▸ **Instructions for the task**:
Scan the records for the word "dark". Report each line where it occurs.

————

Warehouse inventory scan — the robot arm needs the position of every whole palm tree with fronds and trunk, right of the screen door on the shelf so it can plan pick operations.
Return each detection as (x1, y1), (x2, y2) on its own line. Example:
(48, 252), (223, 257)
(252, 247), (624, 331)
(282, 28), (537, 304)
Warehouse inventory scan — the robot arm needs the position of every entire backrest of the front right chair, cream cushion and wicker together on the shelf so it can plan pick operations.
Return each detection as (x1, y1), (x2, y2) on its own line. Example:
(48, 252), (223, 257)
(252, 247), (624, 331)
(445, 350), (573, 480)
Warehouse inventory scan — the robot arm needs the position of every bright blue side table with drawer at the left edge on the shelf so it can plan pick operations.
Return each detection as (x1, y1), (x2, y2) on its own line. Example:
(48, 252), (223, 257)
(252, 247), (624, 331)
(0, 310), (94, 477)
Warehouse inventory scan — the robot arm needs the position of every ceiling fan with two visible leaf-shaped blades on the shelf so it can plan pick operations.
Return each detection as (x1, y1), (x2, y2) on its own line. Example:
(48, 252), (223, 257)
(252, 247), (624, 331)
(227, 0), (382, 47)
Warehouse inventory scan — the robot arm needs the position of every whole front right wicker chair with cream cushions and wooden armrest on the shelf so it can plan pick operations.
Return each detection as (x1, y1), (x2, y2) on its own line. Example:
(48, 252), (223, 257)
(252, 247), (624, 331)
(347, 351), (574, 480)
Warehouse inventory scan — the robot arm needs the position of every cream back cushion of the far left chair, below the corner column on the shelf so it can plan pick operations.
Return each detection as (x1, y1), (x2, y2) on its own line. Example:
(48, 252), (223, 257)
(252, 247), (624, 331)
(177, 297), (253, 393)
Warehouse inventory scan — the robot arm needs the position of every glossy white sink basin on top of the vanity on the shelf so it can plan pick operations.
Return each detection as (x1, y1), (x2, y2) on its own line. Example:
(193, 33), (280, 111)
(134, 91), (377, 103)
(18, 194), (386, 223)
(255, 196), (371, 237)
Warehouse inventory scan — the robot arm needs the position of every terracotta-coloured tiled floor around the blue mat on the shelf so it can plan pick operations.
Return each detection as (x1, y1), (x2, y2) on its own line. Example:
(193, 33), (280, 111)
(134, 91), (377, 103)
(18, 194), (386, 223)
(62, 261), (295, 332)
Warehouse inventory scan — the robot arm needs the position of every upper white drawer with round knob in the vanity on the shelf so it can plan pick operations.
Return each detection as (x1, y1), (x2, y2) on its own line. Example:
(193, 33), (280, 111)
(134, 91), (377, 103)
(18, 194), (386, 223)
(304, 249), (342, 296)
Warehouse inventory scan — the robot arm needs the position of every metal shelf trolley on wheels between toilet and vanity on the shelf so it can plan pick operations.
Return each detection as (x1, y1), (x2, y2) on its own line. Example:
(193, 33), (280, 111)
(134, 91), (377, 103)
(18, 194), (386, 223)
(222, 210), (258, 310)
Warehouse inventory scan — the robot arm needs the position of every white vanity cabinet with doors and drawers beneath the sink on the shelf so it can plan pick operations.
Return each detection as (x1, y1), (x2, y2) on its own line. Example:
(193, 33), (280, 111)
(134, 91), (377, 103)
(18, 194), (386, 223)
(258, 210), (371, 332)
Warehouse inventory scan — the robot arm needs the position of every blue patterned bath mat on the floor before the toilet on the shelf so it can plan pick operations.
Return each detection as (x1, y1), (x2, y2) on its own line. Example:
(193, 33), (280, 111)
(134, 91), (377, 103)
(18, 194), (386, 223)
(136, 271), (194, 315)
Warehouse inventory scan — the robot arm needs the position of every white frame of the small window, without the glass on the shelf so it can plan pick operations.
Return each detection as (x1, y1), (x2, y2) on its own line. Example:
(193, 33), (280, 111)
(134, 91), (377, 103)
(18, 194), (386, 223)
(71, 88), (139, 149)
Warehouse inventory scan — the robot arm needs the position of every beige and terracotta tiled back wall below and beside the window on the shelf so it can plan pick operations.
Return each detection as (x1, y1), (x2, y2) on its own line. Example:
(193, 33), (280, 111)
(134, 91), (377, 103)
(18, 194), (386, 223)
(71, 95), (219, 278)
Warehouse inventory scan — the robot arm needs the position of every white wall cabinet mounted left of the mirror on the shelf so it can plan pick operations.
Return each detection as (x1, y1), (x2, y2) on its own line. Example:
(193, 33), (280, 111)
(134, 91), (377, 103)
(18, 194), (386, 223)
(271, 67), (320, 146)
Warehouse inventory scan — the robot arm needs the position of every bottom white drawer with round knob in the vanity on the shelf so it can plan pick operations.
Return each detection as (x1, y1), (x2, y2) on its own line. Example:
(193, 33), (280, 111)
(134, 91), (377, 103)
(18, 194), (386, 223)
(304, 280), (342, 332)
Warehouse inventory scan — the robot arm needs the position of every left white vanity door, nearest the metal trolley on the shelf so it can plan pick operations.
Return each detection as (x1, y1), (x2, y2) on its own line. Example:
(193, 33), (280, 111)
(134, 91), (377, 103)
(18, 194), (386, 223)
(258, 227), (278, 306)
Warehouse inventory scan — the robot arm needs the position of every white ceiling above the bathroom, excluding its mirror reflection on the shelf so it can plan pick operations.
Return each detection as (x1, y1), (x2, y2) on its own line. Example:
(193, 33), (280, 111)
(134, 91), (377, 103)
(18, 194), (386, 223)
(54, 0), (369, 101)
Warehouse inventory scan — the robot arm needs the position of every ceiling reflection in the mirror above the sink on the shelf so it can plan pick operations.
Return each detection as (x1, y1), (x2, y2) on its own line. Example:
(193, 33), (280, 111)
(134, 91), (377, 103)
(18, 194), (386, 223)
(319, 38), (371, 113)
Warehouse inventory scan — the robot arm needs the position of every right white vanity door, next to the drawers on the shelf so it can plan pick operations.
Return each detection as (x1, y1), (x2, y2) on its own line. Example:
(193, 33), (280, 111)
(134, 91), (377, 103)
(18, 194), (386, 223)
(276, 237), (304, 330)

————

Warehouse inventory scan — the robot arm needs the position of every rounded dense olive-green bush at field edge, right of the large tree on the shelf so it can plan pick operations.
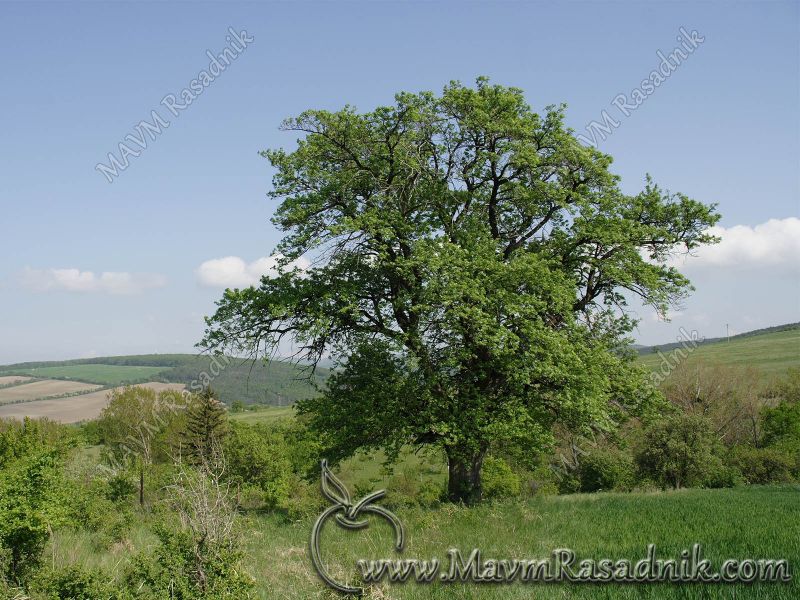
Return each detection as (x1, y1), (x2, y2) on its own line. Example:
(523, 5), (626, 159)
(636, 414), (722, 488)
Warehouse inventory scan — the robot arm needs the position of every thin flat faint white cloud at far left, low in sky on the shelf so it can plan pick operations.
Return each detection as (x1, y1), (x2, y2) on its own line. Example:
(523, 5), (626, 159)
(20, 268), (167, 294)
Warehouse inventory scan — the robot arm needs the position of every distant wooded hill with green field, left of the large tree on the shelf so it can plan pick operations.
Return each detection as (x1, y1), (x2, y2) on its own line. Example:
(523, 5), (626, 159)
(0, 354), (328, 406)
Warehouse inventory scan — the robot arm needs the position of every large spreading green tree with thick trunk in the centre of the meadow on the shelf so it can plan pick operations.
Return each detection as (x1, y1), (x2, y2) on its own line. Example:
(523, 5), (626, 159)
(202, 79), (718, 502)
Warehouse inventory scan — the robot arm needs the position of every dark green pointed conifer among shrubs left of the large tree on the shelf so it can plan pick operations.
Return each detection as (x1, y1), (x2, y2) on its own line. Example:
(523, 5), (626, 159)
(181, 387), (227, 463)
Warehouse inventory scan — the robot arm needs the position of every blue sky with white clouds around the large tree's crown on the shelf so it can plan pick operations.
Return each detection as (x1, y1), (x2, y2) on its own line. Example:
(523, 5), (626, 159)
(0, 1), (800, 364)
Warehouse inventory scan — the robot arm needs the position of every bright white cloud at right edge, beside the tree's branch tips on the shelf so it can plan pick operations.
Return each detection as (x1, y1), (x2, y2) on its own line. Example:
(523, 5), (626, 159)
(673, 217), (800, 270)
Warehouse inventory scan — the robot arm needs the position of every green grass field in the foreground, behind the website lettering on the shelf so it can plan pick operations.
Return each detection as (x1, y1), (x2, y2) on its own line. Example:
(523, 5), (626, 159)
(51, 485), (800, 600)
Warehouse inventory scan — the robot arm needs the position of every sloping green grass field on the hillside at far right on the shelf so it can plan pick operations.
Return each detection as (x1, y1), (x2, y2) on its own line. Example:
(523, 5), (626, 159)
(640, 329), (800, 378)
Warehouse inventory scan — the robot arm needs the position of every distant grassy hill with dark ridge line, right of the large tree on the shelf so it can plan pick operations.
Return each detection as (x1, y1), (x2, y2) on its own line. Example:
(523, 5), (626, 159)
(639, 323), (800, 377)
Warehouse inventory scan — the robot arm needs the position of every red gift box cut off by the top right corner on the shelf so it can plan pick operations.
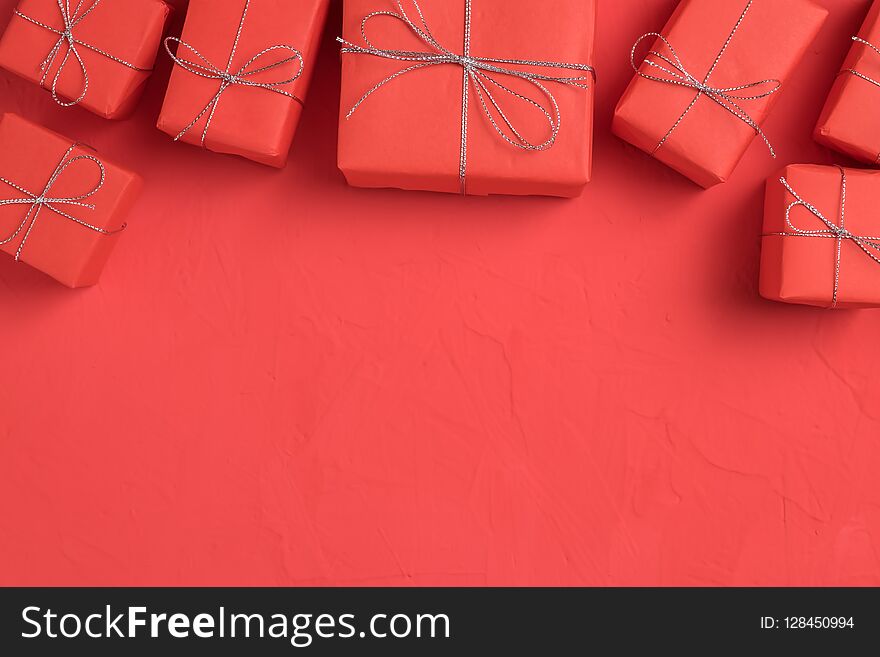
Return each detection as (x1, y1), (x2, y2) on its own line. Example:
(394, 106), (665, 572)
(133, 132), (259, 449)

————

▸ **Exercise answer**:
Warehouse inventory scan — the robot arm needs the position of every dark green pointed conifer among shrubs left of the large tree on the shelf so it can plan pick operations.
Warehouse inventory scan — the robot arm needs the position of every distant grassy hill with dark ridge line, right of the large tree on the shelf so it can plan pick operations.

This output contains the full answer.